Aim of the exercise: Extract from the material below each line that contains the string "blonde", and copy those lines in full.

Data provided:

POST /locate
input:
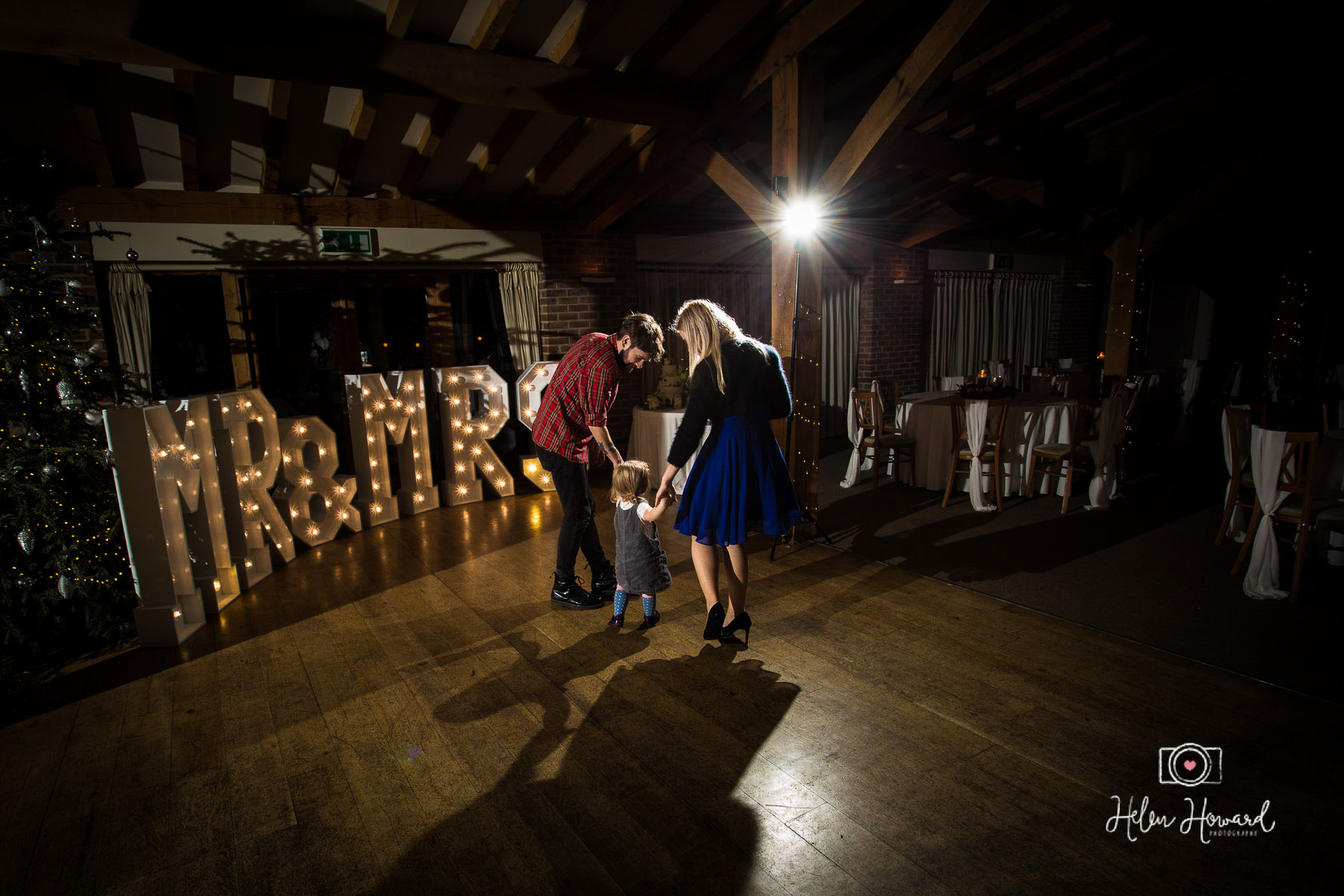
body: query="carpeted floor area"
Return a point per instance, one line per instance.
(1145, 570)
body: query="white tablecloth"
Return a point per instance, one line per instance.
(1032, 420)
(651, 439)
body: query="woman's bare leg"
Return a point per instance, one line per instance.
(735, 571)
(706, 559)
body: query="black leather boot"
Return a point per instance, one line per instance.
(604, 583)
(569, 593)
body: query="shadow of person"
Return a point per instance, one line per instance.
(636, 797)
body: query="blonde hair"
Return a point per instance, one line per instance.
(630, 480)
(704, 327)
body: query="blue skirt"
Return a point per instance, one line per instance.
(739, 484)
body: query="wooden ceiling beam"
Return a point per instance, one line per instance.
(184, 109)
(277, 109)
(427, 146)
(360, 122)
(902, 97)
(203, 207)
(494, 152)
(396, 18)
(741, 184)
(109, 31)
(494, 24)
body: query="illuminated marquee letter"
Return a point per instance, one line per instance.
(372, 411)
(315, 501)
(248, 444)
(159, 482)
(465, 449)
(529, 399)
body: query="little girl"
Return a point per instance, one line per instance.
(641, 567)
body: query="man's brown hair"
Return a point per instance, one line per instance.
(644, 332)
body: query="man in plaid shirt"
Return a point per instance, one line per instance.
(572, 414)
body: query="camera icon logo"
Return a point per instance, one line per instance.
(1190, 765)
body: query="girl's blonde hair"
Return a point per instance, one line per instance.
(629, 481)
(704, 327)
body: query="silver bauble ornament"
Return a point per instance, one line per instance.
(69, 399)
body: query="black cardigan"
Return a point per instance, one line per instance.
(753, 377)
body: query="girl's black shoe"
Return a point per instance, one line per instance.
(714, 622)
(741, 622)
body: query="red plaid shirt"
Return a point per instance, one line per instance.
(580, 396)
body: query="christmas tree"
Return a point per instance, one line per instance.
(66, 582)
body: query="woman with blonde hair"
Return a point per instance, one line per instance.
(739, 482)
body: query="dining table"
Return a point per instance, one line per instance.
(651, 439)
(1032, 420)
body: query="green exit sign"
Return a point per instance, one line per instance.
(348, 242)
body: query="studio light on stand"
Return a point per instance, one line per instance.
(801, 220)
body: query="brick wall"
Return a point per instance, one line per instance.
(1077, 303)
(894, 317)
(572, 308)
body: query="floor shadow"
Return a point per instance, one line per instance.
(641, 799)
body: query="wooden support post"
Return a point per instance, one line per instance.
(1124, 284)
(239, 332)
(796, 125)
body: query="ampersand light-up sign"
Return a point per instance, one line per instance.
(158, 479)
(377, 415)
(529, 399)
(248, 445)
(465, 448)
(315, 501)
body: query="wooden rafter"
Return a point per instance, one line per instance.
(208, 207)
(427, 146)
(103, 30)
(277, 108)
(184, 108)
(494, 23)
(495, 151)
(901, 98)
(396, 18)
(360, 122)
(581, 31)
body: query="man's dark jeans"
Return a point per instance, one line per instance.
(578, 531)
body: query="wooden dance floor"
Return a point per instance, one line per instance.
(402, 713)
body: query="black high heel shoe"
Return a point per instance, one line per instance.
(741, 622)
(714, 622)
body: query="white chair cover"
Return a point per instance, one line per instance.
(856, 460)
(1237, 524)
(1111, 433)
(977, 414)
(1266, 458)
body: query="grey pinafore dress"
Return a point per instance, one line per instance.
(641, 566)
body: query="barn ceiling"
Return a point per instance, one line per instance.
(592, 115)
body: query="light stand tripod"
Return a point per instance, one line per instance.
(794, 383)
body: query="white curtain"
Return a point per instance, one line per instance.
(839, 347)
(520, 293)
(1261, 579)
(131, 317)
(987, 317)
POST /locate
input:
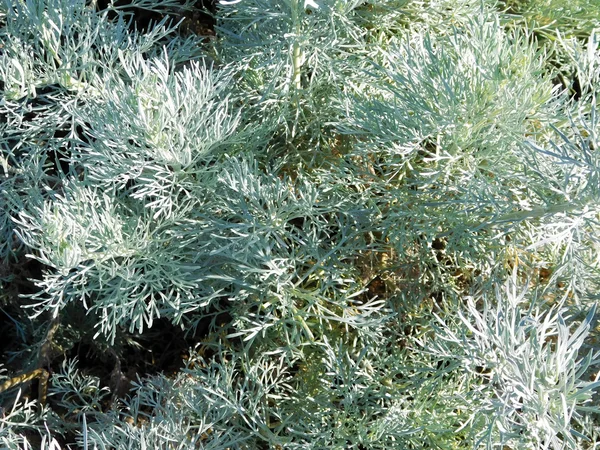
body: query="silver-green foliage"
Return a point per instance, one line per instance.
(275, 175)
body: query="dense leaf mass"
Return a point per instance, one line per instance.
(321, 224)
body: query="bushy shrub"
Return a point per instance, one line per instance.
(333, 224)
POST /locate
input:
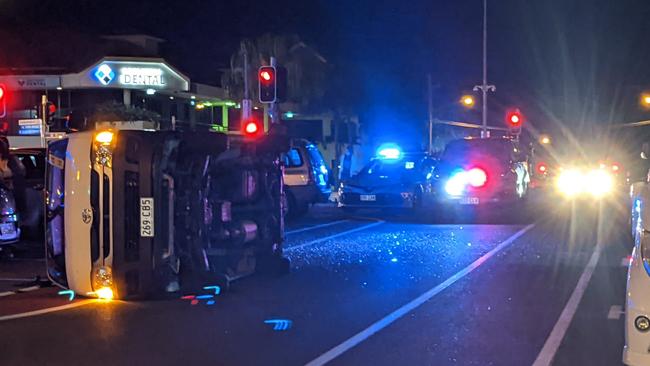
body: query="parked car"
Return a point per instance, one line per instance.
(306, 177)
(9, 230)
(389, 181)
(33, 159)
(478, 172)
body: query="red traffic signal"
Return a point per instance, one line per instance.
(514, 118)
(267, 84)
(252, 128)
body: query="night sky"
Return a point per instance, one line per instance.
(572, 63)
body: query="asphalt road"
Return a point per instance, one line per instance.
(364, 290)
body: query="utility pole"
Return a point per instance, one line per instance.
(430, 101)
(485, 87)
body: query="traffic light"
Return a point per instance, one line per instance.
(514, 119)
(3, 101)
(50, 110)
(252, 128)
(267, 78)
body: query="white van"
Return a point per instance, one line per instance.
(132, 213)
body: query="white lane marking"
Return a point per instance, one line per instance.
(8, 279)
(554, 340)
(314, 227)
(30, 288)
(46, 310)
(405, 309)
(615, 312)
(333, 236)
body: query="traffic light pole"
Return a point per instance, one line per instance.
(430, 100)
(273, 108)
(485, 87)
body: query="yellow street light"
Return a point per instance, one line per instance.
(467, 101)
(645, 100)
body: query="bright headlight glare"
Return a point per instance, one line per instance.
(103, 148)
(599, 182)
(570, 182)
(456, 184)
(104, 293)
(104, 137)
(102, 277)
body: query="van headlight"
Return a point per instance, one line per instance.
(103, 144)
(103, 282)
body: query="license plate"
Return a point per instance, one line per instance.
(146, 217)
(368, 197)
(469, 201)
(7, 229)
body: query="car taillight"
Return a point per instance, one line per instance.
(476, 177)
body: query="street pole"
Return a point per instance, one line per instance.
(484, 88)
(430, 99)
(246, 101)
(275, 113)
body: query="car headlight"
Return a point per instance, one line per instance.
(103, 144)
(456, 183)
(570, 182)
(599, 182)
(103, 282)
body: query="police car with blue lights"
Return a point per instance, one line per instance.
(475, 172)
(391, 180)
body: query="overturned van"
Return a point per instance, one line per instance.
(135, 213)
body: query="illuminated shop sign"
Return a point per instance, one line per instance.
(137, 75)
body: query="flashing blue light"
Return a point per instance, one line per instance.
(279, 324)
(216, 289)
(389, 151)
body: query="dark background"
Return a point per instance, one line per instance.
(579, 64)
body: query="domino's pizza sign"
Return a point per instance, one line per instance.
(104, 74)
(136, 75)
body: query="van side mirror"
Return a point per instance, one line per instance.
(645, 150)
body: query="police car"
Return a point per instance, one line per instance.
(391, 180)
(475, 172)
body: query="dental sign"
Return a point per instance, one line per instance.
(137, 75)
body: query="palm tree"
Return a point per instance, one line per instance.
(306, 69)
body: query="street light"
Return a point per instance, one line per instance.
(544, 140)
(467, 101)
(645, 100)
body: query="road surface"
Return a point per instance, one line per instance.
(364, 290)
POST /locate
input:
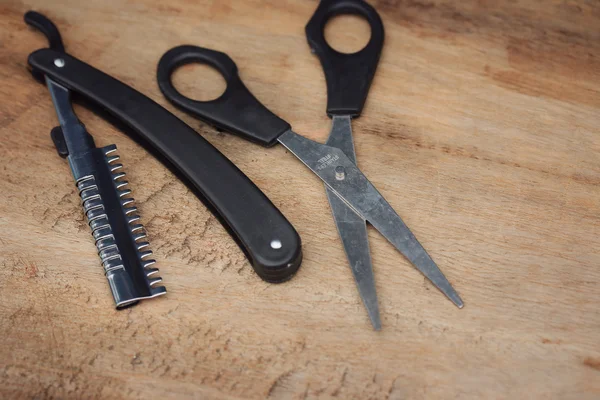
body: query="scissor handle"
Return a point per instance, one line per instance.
(348, 76)
(236, 110)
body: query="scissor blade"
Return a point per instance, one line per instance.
(345, 179)
(351, 227)
(353, 232)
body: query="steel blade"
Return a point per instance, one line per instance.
(344, 178)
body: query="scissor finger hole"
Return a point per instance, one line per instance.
(347, 33)
(200, 82)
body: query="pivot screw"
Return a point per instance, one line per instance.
(340, 173)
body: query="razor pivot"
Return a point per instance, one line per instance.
(120, 238)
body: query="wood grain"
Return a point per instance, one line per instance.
(481, 129)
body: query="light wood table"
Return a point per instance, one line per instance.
(482, 129)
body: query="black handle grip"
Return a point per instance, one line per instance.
(236, 110)
(268, 239)
(348, 76)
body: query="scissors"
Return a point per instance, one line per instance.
(352, 197)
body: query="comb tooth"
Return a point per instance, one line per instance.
(109, 251)
(144, 254)
(92, 204)
(100, 230)
(95, 214)
(121, 184)
(129, 210)
(139, 236)
(115, 167)
(109, 149)
(89, 195)
(136, 227)
(103, 233)
(106, 242)
(112, 261)
(98, 223)
(85, 186)
(154, 281)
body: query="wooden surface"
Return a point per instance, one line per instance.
(482, 129)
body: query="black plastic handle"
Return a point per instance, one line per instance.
(236, 110)
(268, 239)
(348, 76)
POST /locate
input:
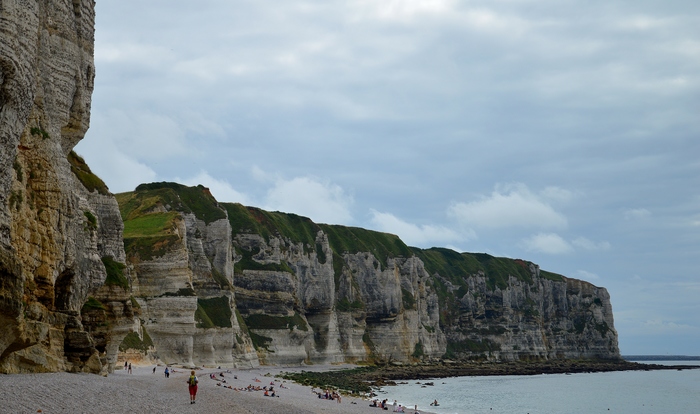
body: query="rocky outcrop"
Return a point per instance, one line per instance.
(58, 223)
(280, 289)
(178, 244)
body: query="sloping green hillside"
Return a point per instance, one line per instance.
(149, 198)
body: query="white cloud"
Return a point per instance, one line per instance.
(586, 244)
(220, 189)
(549, 243)
(121, 172)
(416, 235)
(658, 325)
(558, 194)
(402, 10)
(510, 206)
(585, 275)
(636, 214)
(142, 135)
(322, 202)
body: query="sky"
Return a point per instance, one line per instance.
(563, 132)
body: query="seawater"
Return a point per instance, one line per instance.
(623, 392)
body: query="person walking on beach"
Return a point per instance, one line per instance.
(192, 385)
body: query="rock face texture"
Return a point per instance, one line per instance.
(57, 220)
(171, 271)
(224, 284)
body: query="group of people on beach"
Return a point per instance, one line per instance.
(397, 408)
(328, 395)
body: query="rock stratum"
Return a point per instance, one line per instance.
(59, 225)
(169, 272)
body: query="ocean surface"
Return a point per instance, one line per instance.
(624, 392)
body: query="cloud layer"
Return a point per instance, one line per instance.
(559, 132)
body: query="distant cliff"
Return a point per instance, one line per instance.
(220, 283)
(64, 300)
(169, 270)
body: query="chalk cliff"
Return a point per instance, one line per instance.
(59, 225)
(196, 282)
(280, 289)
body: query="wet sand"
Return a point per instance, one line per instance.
(143, 391)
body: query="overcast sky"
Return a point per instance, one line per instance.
(564, 132)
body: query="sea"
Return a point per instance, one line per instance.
(623, 392)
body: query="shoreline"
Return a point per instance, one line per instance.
(364, 379)
(145, 391)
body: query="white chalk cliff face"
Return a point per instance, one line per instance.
(222, 284)
(292, 292)
(58, 223)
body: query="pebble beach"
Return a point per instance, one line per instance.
(144, 391)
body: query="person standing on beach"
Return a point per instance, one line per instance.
(192, 385)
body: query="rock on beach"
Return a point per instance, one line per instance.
(145, 391)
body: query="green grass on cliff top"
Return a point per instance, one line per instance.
(148, 198)
(342, 239)
(138, 209)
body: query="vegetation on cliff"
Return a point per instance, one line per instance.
(85, 176)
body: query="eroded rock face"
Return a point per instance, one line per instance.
(177, 287)
(53, 230)
(362, 315)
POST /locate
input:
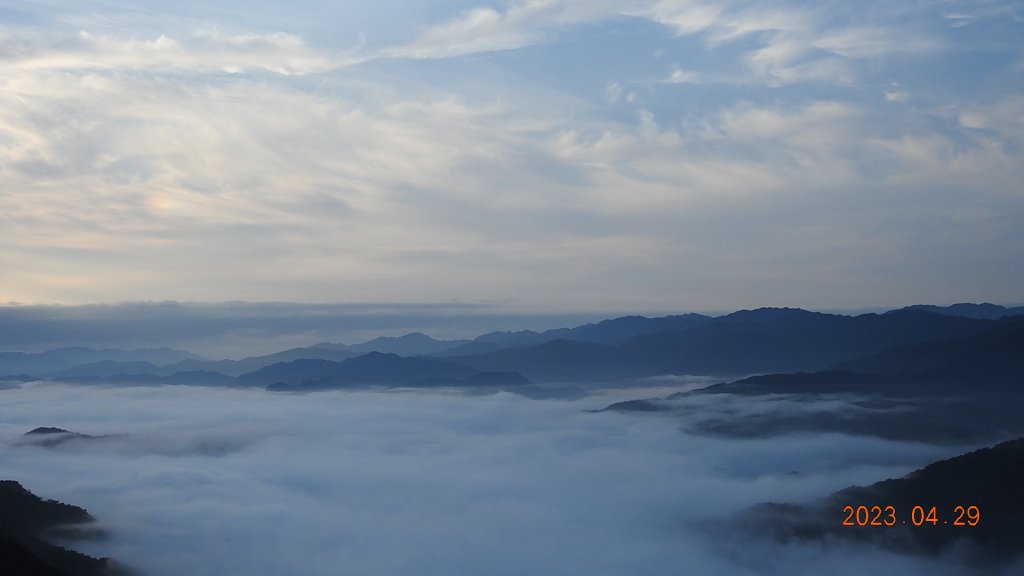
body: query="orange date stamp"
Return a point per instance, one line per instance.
(919, 516)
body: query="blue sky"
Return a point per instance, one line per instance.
(546, 155)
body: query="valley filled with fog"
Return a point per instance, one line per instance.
(213, 481)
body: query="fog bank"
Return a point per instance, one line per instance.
(213, 482)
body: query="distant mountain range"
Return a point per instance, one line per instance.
(758, 341)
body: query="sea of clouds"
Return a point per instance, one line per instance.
(227, 482)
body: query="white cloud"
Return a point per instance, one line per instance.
(227, 482)
(205, 51)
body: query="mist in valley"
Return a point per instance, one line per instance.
(220, 481)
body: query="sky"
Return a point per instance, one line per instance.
(220, 481)
(539, 155)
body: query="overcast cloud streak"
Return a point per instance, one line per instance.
(552, 154)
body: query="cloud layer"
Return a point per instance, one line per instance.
(219, 481)
(553, 154)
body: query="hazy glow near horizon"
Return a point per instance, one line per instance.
(585, 154)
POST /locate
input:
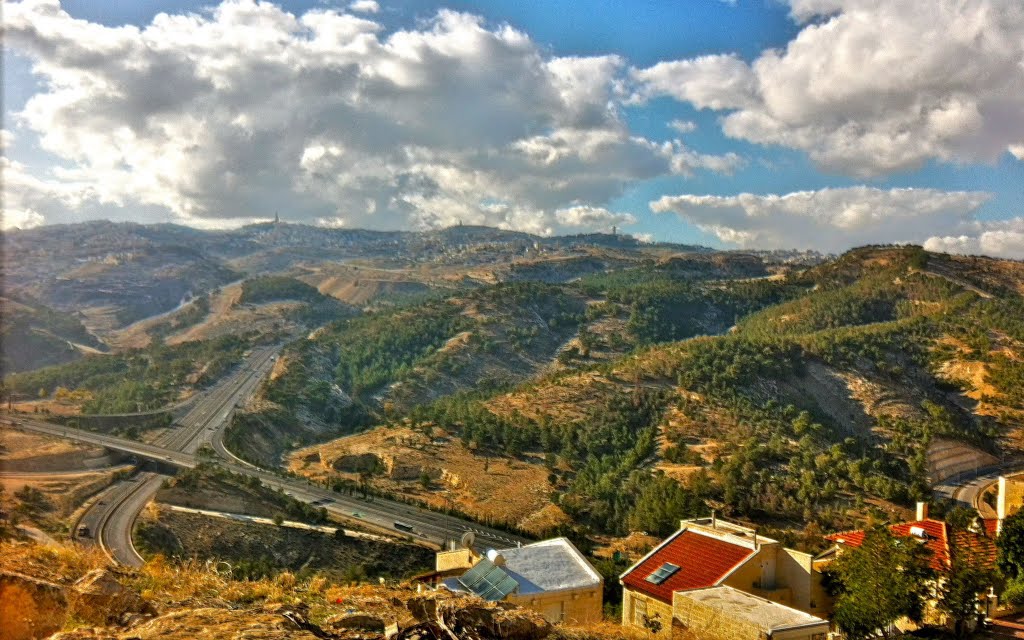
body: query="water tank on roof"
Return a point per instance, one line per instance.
(496, 557)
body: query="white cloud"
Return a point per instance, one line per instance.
(829, 219)
(230, 114)
(709, 82)
(365, 6)
(1004, 239)
(683, 126)
(870, 87)
(29, 201)
(592, 218)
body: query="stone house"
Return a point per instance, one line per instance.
(707, 553)
(550, 577)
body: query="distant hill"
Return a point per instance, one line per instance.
(33, 335)
(821, 394)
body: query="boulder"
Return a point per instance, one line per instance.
(30, 607)
(365, 622)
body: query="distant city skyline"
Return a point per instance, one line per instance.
(807, 124)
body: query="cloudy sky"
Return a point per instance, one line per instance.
(818, 124)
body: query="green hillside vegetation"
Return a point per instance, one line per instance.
(665, 306)
(361, 355)
(782, 457)
(138, 379)
(33, 335)
(316, 310)
(189, 315)
(273, 288)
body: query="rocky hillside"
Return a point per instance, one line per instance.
(33, 335)
(67, 593)
(843, 391)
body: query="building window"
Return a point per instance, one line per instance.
(639, 611)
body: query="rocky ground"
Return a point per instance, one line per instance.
(68, 593)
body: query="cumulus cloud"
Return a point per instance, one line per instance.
(870, 87)
(365, 6)
(683, 126)
(717, 82)
(29, 201)
(592, 218)
(1004, 239)
(229, 114)
(829, 219)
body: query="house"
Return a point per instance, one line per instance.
(937, 537)
(728, 613)
(941, 541)
(550, 577)
(707, 553)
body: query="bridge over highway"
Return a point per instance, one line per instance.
(402, 519)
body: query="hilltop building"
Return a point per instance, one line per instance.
(714, 574)
(941, 541)
(550, 577)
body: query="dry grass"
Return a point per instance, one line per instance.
(22, 445)
(496, 489)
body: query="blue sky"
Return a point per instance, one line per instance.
(843, 121)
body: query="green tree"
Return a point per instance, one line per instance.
(1010, 558)
(884, 580)
(968, 577)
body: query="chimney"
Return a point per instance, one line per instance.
(922, 511)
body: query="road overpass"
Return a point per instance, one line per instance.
(379, 513)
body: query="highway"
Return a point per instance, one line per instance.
(113, 515)
(968, 487)
(112, 518)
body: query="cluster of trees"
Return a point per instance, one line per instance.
(890, 578)
(664, 305)
(192, 314)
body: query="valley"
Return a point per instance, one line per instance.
(473, 379)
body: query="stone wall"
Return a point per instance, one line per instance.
(573, 607)
(636, 604)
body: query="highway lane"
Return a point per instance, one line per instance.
(967, 488)
(111, 520)
(379, 512)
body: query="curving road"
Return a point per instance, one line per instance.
(968, 487)
(114, 514)
(111, 519)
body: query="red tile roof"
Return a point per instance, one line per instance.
(981, 543)
(991, 527)
(938, 542)
(704, 561)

Output of the exercise:
body: query="blonde hair"
body: query="girl's blonde hair"
body: query="woman with blonde hair"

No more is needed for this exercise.